> **TASKS AND EXERCISES**:
[1] Copy the stretch of the travel bubble article from "You Beauty! Trans-Tasman" through "Wellington’s economic rebound.".
[2] Continue the article on the trans-Tasman travel bubble for Wellington from the point where it stops.

> **TEXT SHOWN**:
══════════
You Beauty! Trans-Tasman Travel Bubble Good News For Wellington
The announcement that a trans-Tasman travel bubble with Australia will open on 19 April will usher in the next stage of Wellington’s economic rebound.
Australia is Wellington’s largest international visitor market, accounting for 37 per cent of all international travellers in the year ending December 2019. Over the same period, Australians spent $258 million in the regional economy, including $201 million in Wellington city.
WellingtonNZ Chief Executive John Allen says Wellington businesses have displayed a spine of resilience since the country went into lockdown in March last year.
“It’s been an unsettling time for many businesses, particularly those in the tourism, accommodation, hospitality and retail sectors. They will be breathing a collective sigh of relief over the opening of the trans-Tasman bubble. It is the flickering of an economic light at the end of a very long Covid tunnel.”
Mr Allen says Aussie arrivals to the city will likely rebound in stages with the first wave most likely to be people visiting family and friends.
“People are ready to reconnect face-to-face with friends and whānau after Covid-forced border closures have kept people apart for what has seemed like an eternity. It will be a magical, emotional time.”
Mr Allen says in the year ending December 2019, about 156,000 Australians arrived at Wellington International Airport. Of those, about 80,000 came primarily to visit family and friends (according to their arrival cards) 27,600 for business and 31,000 for a holiday.
══════════
> **STORED DATA**:
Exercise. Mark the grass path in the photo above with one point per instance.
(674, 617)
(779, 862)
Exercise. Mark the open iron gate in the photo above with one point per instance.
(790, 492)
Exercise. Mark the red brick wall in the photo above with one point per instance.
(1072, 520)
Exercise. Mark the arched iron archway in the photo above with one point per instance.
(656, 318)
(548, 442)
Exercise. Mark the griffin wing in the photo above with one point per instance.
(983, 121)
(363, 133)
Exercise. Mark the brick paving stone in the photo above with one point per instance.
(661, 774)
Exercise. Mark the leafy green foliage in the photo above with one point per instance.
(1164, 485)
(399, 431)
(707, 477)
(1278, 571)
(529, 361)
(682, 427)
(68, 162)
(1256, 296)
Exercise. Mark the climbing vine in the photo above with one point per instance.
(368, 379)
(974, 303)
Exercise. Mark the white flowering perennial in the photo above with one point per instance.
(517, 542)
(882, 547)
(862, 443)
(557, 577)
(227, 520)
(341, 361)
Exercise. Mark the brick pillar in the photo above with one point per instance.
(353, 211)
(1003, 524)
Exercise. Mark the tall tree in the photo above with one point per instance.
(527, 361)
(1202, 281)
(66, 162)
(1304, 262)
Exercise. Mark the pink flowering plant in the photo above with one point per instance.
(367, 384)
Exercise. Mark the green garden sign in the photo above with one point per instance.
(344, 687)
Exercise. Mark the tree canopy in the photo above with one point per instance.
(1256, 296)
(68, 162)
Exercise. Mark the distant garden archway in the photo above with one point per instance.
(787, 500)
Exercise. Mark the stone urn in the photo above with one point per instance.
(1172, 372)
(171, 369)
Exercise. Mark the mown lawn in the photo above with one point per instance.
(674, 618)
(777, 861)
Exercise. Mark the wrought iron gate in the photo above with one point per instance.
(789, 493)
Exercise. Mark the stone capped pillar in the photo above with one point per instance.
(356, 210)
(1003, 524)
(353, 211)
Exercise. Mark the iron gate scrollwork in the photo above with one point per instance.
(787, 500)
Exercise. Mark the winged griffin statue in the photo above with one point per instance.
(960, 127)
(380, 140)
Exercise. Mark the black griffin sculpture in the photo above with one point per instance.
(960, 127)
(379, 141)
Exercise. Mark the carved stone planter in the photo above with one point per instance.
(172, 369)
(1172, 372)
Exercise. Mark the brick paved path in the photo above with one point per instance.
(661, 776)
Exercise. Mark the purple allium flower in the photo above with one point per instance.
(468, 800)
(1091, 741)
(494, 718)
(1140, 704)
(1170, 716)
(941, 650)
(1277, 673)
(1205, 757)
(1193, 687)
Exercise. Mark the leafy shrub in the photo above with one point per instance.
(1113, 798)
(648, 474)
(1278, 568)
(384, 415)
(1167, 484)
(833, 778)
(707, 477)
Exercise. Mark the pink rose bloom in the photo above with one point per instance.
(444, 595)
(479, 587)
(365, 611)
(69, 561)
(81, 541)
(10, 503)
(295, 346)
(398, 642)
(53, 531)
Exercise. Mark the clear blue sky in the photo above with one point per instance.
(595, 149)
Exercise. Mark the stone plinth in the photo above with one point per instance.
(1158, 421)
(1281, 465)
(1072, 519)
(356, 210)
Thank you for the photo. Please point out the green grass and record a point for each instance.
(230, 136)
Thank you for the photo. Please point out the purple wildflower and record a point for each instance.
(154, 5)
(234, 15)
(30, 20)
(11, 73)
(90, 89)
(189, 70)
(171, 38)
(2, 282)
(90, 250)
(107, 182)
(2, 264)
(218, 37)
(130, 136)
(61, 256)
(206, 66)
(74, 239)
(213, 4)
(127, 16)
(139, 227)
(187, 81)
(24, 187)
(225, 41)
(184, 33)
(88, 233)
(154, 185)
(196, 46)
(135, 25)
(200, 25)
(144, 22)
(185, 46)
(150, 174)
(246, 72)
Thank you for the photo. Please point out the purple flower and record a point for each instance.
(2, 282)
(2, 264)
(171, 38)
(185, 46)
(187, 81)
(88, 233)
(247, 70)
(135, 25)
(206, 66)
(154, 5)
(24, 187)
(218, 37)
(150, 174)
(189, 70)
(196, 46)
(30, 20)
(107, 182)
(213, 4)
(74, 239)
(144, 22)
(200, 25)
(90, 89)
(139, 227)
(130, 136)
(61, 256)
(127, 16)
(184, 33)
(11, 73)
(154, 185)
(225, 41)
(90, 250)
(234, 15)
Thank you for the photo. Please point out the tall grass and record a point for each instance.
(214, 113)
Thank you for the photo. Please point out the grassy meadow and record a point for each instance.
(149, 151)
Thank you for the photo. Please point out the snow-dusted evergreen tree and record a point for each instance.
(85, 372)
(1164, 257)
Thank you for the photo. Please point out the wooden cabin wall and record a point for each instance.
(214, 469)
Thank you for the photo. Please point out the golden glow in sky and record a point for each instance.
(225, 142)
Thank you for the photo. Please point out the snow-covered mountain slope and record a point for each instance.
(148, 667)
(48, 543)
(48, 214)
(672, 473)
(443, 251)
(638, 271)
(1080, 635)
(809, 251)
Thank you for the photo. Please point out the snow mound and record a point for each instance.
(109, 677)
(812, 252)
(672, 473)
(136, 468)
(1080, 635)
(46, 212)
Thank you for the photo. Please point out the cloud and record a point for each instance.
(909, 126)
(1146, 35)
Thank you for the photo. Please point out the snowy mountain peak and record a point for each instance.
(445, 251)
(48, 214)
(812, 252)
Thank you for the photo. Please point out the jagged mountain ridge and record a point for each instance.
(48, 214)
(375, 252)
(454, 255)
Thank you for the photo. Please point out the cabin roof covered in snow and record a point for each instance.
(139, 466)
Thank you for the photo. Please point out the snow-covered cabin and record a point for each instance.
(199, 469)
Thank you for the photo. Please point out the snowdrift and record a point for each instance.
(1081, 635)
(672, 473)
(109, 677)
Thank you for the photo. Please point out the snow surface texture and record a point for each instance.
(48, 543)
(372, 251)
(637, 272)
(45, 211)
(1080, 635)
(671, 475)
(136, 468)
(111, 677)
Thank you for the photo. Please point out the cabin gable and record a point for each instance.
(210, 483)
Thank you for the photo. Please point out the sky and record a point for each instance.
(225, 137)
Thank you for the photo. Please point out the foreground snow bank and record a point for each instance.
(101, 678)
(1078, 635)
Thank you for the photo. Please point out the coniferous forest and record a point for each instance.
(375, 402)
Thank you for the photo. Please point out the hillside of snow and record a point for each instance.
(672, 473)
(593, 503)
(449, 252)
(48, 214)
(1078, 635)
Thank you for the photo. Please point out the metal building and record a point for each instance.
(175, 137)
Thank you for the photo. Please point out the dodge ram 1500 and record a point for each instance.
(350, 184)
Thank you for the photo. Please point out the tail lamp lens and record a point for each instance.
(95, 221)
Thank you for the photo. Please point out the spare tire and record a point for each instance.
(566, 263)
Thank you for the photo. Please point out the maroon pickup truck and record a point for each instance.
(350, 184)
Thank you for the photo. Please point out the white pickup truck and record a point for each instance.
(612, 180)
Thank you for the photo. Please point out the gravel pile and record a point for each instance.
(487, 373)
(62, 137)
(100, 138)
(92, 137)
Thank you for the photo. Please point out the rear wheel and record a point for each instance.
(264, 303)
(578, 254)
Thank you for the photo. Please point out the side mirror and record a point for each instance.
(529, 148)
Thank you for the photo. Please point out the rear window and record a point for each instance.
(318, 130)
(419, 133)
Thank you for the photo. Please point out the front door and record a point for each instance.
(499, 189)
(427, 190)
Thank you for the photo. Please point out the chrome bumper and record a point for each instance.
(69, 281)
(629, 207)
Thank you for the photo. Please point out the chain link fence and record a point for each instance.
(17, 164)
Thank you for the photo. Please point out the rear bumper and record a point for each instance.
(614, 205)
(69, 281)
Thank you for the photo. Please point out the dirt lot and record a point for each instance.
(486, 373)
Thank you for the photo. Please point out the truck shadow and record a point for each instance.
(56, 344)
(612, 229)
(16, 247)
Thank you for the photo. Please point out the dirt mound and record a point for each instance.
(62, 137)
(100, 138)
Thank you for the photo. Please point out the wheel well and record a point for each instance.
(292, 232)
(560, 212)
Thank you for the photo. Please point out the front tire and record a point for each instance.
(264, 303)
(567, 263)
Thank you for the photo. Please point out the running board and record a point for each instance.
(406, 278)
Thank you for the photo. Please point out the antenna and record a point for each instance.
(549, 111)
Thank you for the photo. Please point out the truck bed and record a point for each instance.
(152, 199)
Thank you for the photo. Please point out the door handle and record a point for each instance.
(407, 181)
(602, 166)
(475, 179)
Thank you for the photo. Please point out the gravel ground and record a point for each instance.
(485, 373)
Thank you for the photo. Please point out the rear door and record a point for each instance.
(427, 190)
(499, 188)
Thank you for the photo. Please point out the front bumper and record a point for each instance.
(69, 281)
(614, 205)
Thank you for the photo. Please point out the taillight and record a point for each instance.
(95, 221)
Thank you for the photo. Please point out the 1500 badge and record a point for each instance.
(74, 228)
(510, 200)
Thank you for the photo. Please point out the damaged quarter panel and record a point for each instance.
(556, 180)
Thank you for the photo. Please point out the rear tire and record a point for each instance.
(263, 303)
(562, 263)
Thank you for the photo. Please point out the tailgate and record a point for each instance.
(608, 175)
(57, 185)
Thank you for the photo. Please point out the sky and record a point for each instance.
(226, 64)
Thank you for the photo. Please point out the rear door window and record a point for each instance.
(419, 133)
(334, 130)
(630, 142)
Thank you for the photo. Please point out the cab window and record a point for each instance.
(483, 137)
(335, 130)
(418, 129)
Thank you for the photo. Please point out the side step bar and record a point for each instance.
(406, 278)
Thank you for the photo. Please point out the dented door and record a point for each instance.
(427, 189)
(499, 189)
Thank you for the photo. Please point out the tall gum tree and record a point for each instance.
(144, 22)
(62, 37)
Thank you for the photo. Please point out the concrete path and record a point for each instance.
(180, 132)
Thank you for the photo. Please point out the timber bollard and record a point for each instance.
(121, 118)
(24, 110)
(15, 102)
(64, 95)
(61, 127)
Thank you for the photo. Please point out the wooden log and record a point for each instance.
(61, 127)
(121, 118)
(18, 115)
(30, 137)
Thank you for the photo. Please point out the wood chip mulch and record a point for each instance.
══════════
> **RESULTS OF THE EXERCISE**:
[1]
You Beauty! Trans-Tasman Travel Bubble Good News For Wellington
The announcement that a trans-Tasman travel bubble with Australia will open on 19 April will usher in the next stage of Wellington’s economic rebound.

[2]
“While family and friends may not stay in Wellington’s hotels, they will definitely get out and about, which is good economic news for the city and region. Australian corporate travellers, government officials and those coming for a short holiday are likely to be the next cabs off the rank.”
Wellington is fortunate that it has a major international exhibition exclusive to Australasia – Surrealist Art: Masterpieces from Museum Boijmans Van Beuningen – opening at Te Papa in June. Running through to October 2021, it features 180 works by Salvador Dalí and artists such as Max Ernst, Leonora Carrington, Man Ray, René Magritte and Marcel Duchamp.
Mr Allen says the exhibition presents a once-in-a-lifetime chance for Australians to revel in Te Papa’s arts and culture world.
“There was initial disappointment when Covid forced Te Papa to postpone the exhibition but its rescheduled 2021 season is well timed to tempt an Aussie audience starved of off-shore, world-class experiences.”
A recent survey by Tourism New Zealand in Australia found 2.3 million Australians were contemplating a trip to New Zealand when the borders reopened. WellingtonNZ is ready to get its share of the pie, soon launching a marketing campaign primarily targeting New South Wales and Victoria.
While there is excitement at the Australian visitor tap finally being turned on again, there is a risk that domestic spending, which has served Wellington so well over the past year, is negatively impacted as Kiwis look to travel across the ditch instead of in New Zealand.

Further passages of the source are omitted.